• [Do this]
Transcribe all the records with complete accuracy.

Point labeling examples:
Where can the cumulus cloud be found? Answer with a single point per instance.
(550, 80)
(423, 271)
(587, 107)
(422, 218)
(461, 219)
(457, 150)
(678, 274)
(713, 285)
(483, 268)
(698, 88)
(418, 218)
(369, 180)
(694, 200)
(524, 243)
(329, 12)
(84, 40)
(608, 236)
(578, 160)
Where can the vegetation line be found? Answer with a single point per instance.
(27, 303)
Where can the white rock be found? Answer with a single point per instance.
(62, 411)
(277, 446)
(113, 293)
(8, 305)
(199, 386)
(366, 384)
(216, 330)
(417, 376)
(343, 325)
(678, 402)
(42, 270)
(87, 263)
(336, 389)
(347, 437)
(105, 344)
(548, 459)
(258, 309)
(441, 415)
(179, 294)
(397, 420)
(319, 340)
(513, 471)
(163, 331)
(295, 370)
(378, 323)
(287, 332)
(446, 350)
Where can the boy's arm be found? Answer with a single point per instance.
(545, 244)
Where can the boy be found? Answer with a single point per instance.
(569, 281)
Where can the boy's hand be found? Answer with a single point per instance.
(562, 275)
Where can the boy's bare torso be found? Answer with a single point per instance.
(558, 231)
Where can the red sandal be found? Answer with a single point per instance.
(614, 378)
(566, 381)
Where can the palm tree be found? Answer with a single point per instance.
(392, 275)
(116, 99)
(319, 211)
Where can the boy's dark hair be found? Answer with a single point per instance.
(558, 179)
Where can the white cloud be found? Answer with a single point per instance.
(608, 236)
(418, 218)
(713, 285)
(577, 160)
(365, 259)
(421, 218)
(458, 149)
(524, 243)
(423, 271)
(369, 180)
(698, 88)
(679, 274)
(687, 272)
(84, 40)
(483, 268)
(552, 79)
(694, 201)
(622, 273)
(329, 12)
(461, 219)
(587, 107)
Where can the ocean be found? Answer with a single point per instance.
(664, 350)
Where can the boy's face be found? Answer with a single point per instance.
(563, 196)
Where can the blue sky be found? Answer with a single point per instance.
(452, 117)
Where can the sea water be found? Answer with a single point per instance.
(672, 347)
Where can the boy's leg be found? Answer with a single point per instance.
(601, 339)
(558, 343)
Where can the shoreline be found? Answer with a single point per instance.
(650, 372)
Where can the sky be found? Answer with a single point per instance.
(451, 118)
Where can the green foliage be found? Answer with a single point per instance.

• [Response to this exercise]
Where can the cumulus cloud be found? Answer with a single point per instance.
(550, 80)
(423, 271)
(587, 107)
(422, 218)
(461, 219)
(457, 150)
(678, 274)
(713, 285)
(483, 268)
(698, 88)
(418, 218)
(369, 180)
(694, 200)
(524, 243)
(329, 12)
(84, 40)
(608, 236)
(578, 160)
Where can the vegetation line be found? Answer with a single point per instance.
(27, 303)
Where can the white rock be found? Answer with a single point per instance.
(62, 411)
(277, 446)
(113, 293)
(8, 305)
(199, 386)
(366, 384)
(216, 330)
(417, 376)
(343, 325)
(678, 402)
(42, 270)
(87, 263)
(336, 389)
(347, 437)
(105, 344)
(548, 459)
(258, 309)
(441, 415)
(179, 294)
(397, 420)
(319, 340)
(513, 471)
(163, 331)
(295, 370)
(378, 323)
(287, 332)
(446, 350)
Where can the boy's arm be found? Answer with a single point per instance.
(545, 244)
Where can the boy be found? Answer with a single point per instance.
(569, 281)
Where can the boy's hand be found? Answer with a single point per instance.
(562, 275)
Where can the boy's bare torso be found? Answer with a single point per instance.
(558, 231)
Where can the red sandal be found? Answer with a single point per instance.
(614, 378)
(566, 381)
Where can the palm tree be found? Answer with a single point per instance.
(392, 275)
(116, 99)
(319, 211)
Where can the boy's dark hair be found? Answer with a single point per instance.
(558, 179)
Where can the white cloud be found? Answer with a single point per instance.
(608, 236)
(418, 218)
(713, 285)
(577, 160)
(365, 259)
(421, 218)
(458, 149)
(524, 243)
(423, 271)
(369, 180)
(698, 88)
(679, 274)
(687, 272)
(84, 40)
(483, 268)
(552, 79)
(694, 201)
(622, 273)
(329, 12)
(461, 219)
(587, 107)
Where can the ocean be found? Answer with a single point per instance.
(664, 350)
Where can the boy's face be found? Answer with a single point per instance.
(563, 196)
Where can the blue sky be found? Answer with a single point per instance.
(452, 117)
Where can the sea water be found? Answer with a single point per instance.
(672, 347)
Where can the boy's leg be found? Answer with a single point per instance.
(601, 339)
(558, 343)
Where can the shoreline be found? Answer with a single point per instance.
(650, 372)
Where can the sky be found? Answer with a single point per instance.
(451, 118)
Where can the green foliage be found? Answer with a single point per instance.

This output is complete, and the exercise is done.